**Objective:** Copy the records below word for word, from their first line through the line containing "617], [538, 803]]", with that line included.
================================
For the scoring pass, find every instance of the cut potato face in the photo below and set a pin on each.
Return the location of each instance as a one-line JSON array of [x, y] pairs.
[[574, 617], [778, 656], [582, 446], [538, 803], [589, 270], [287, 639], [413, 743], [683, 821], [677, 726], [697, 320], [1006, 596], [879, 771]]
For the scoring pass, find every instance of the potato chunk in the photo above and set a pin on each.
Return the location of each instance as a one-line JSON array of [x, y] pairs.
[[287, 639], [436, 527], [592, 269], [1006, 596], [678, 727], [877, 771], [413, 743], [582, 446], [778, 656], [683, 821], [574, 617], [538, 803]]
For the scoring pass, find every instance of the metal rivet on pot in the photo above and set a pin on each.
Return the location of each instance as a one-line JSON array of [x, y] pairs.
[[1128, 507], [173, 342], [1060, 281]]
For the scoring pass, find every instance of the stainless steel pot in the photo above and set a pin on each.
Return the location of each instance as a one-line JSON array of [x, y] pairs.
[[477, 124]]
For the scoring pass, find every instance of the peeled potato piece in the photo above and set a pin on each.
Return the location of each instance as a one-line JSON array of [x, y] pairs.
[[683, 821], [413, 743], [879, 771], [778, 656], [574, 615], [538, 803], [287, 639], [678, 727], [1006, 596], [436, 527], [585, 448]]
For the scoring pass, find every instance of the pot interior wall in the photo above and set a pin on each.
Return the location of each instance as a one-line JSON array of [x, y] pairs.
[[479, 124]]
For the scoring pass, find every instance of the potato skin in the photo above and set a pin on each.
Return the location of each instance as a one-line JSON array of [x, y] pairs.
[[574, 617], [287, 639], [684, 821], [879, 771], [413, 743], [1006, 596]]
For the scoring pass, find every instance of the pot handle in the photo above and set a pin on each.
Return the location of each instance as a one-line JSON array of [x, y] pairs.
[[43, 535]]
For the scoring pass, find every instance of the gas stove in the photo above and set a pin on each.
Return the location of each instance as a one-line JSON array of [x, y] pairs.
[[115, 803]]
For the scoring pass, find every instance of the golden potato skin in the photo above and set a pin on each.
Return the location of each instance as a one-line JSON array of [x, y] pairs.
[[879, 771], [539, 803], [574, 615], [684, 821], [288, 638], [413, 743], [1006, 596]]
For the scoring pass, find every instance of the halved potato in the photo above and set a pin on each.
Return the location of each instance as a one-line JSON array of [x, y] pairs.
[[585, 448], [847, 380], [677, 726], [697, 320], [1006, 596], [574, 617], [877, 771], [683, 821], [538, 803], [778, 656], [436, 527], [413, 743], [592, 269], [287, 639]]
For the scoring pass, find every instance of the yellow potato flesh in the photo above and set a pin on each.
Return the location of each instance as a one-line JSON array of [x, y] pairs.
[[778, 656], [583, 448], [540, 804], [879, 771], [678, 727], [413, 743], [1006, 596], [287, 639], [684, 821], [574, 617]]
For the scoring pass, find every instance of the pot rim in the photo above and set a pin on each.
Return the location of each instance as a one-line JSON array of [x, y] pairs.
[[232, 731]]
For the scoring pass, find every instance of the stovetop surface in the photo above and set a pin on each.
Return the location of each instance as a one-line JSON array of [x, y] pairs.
================================
**Task answer:**
For the scoring pass, find every instance of the cut potato face in the photo below and set a pin on each.
Return the location of each instance as a one-line JSON array of [x, y] pairs.
[[574, 617], [778, 656], [582, 446], [538, 803], [589, 270], [287, 639], [413, 743], [683, 821], [677, 726], [697, 320], [1006, 596], [879, 771]]
For the scoring pass, find every instance of the potato chunk in the photo above and set a pin on each.
Return the location of each instance as a one-line JSON array of [x, y] pairs.
[[287, 639], [436, 527], [592, 269], [1006, 596], [678, 727], [877, 771], [413, 743], [582, 446], [778, 656], [683, 821], [574, 617], [538, 803]]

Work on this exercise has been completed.